• [Working data]:
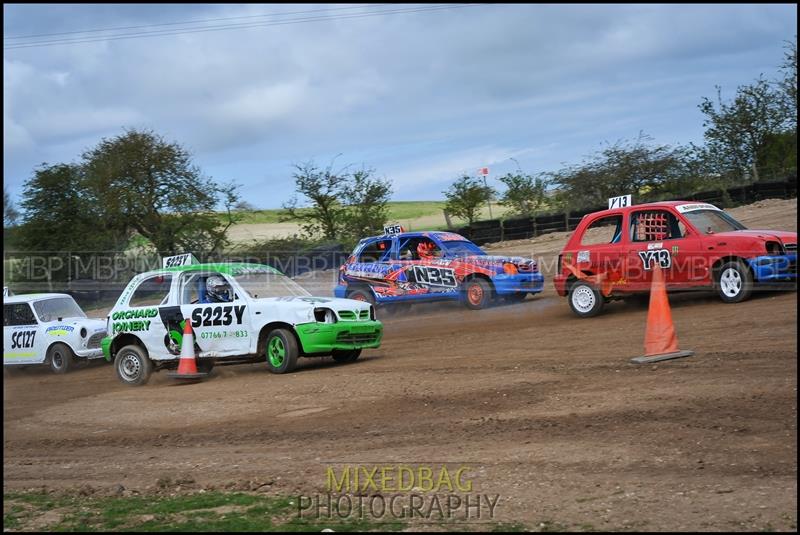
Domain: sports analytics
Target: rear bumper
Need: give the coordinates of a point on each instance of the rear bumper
(326, 337)
(774, 268)
(521, 282)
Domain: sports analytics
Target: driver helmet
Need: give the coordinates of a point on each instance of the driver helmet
(218, 289)
(426, 249)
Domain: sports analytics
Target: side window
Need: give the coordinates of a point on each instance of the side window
(655, 225)
(18, 314)
(195, 288)
(418, 248)
(603, 231)
(152, 291)
(377, 251)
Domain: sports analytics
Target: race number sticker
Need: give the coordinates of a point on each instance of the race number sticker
(619, 202)
(435, 276)
(392, 229)
(22, 339)
(653, 256)
(179, 260)
(217, 316)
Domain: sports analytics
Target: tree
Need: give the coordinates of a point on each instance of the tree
(525, 194)
(465, 197)
(59, 216)
(639, 168)
(150, 185)
(322, 189)
(10, 213)
(738, 132)
(366, 200)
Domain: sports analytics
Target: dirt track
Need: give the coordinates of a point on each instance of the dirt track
(545, 408)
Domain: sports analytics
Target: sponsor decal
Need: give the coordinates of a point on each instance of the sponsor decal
(22, 339)
(683, 208)
(662, 256)
(130, 326)
(135, 313)
(59, 330)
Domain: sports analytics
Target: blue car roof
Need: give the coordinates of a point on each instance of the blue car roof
(440, 234)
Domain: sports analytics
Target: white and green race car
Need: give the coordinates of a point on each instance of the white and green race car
(239, 313)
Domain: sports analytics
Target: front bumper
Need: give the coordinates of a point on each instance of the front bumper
(343, 335)
(89, 353)
(775, 268)
(521, 282)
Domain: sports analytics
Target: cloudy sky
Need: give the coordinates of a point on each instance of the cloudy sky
(419, 94)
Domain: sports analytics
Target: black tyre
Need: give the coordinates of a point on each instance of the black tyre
(362, 294)
(60, 357)
(477, 293)
(133, 365)
(346, 355)
(585, 300)
(734, 282)
(205, 365)
(282, 351)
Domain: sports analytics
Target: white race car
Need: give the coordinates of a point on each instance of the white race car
(48, 328)
(238, 312)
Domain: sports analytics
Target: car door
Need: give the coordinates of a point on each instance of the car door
(656, 237)
(220, 328)
(22, 340)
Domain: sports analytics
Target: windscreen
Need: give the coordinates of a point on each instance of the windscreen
(58, 307)
(713, 221)
(260, 285)
(462, 248)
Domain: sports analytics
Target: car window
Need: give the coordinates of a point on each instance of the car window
(195, 289)
(377, 251)
(603, 231)
(655, 225)
(152, 291)
(18, 314)
(411, 248)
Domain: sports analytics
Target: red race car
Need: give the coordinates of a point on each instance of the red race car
(612, 254)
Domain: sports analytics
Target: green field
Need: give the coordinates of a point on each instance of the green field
(211, 511)
(397, 210)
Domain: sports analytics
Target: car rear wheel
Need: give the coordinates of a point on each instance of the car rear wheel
(734, 282)
(133, 366)
(60, 357)
(346, 355)
(585, 300)
(282, 351)
(477, 294)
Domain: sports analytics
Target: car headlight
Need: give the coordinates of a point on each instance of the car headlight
(324, 315)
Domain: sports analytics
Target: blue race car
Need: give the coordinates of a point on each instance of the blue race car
(406, 267)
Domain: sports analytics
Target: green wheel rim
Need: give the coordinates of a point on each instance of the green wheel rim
(276, 352)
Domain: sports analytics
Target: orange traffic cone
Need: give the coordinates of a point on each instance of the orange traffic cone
(660, 341)
(187, 367)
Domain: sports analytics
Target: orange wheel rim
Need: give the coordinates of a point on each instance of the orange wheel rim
(475, 294)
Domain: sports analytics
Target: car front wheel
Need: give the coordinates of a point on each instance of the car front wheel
(734, 282)
(60, 357)
(585, 300)
(133, 366)
(282, 351)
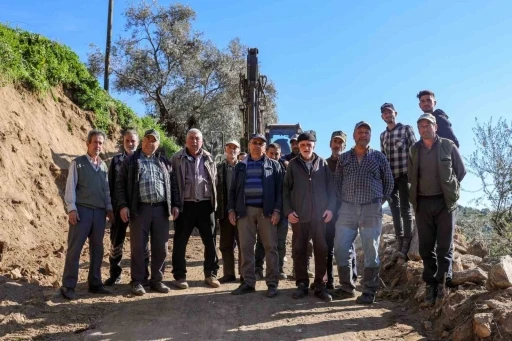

• [What needs to be done]: Begin at the top of the records above and retype each line exactly until the line containing "Target: front bumper", which is included. Skip all pictures.

• [Response to the exercise]:
Domain: sports analytics
Target: rear bumper
Need: give the coordinates of a point on each instance of the rear bumper
(326, 337)
(774, 268)
(521, 282)
Domain: sports analytics
Target: driver helmet
Need: give the coordinates of a point on each instance of the driver helmet
(218, 289)
(426, 249)
Domain: sports analytics
Target: side window
Need: give the coordinates of a point on each instance of the side window
(655, 225)
(18, 314)
(195, 288)
(418, 248)
(603, 231)
(152, 291)
(377, 251)
Domain: sports analytics
Target: race number sticker
Need: give the coordinates of a point on each instance of the race number sticker
(619, 202)
(435, 276)
(392, 229)
(22, 339)
(653, 256)
(179, 260)
(217, 316)
Domain: sports analytics
Target: tree
Need: give the coordinates of a point on each instance of the tree
(525, 194)
(465, 197)
(59, 216)
(639, 168)
(150, 185)
(322, 189)
(10, 213)
(738, 132)
(366, 200)
Domain: sports analytics
Target: dirt track
Need: give the coordinates of a point on each instance of the dirt track
(545, 408)
Domain: sports analytics
Target: sponsor decal
Need: give the coordinates of a point on each instance of the sponsor decal
(22, 339)
(683, 208)
(662, 256)
(130, 326)
(135, 313)
(59, 330)
Domain: sports analytics
Target: blue car roof
Need: give the coordinates of a point on each instance of the blue car roof
(440, 234)
Domain: sports analytics
Target: white and green race car
Need: give the coordinates of a point on each instance of the white and green race car
(239, 313)
Domain: sports analytics
Target: front bumper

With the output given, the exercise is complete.